Dataset START

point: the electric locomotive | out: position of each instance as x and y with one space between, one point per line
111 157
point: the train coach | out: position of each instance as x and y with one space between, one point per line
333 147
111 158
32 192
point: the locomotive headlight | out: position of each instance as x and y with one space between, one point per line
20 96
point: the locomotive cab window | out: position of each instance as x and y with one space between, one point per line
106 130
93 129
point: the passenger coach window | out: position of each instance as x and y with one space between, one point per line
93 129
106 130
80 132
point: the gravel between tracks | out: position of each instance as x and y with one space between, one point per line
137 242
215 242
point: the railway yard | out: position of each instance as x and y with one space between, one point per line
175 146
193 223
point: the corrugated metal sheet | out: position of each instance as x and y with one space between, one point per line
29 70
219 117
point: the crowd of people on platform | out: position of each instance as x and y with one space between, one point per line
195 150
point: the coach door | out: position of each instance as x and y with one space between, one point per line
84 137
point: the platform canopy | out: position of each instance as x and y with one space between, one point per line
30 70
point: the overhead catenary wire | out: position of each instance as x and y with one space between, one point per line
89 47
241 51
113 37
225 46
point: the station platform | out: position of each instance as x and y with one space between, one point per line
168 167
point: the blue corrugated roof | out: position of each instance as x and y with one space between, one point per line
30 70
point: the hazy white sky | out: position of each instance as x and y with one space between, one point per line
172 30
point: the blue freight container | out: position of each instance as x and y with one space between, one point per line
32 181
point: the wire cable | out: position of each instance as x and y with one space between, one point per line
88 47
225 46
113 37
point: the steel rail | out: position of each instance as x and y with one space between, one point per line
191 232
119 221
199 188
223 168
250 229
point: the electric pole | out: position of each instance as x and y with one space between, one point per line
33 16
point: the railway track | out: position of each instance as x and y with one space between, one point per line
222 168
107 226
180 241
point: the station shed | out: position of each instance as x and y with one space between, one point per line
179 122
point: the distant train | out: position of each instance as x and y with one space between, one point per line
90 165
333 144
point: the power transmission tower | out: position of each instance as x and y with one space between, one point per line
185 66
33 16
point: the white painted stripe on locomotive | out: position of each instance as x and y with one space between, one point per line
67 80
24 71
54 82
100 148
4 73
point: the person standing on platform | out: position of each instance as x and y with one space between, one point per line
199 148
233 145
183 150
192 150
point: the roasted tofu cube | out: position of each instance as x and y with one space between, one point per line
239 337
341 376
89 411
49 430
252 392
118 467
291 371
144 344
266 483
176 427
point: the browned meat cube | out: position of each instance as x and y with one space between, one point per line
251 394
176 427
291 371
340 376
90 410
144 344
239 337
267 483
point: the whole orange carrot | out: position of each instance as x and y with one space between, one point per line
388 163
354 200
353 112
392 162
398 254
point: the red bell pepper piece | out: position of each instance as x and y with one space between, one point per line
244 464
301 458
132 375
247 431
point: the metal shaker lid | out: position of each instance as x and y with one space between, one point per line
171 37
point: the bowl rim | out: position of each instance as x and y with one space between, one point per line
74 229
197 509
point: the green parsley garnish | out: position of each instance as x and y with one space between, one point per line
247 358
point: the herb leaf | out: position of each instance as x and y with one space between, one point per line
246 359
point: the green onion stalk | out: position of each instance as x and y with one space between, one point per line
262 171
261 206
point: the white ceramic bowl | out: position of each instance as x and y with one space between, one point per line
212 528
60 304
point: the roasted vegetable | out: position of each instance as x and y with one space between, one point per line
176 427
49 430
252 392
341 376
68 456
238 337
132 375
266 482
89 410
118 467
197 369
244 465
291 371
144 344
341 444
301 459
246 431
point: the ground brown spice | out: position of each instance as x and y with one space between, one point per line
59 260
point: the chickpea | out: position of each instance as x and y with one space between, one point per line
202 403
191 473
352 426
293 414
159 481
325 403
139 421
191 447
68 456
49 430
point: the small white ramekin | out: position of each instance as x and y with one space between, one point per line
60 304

Dataset END

### What the exercise asks:
Copy out, word for word, only the lines from the one with "point: the ground" through the last line of the material above.

### Finished task:
point: the ground brown spice | out: position of each instance as x and y with one space between, one point per line
59 260
point: the chickpea | out: position of each instance as x and y with one space between, one point per line
202 403
191 473
352 426
293 414
159 481
325 403
139 421
191 447
68 456
49 430
point: the small white ramekin | out: position of each instance as x and y with one space between, one point per line
60 304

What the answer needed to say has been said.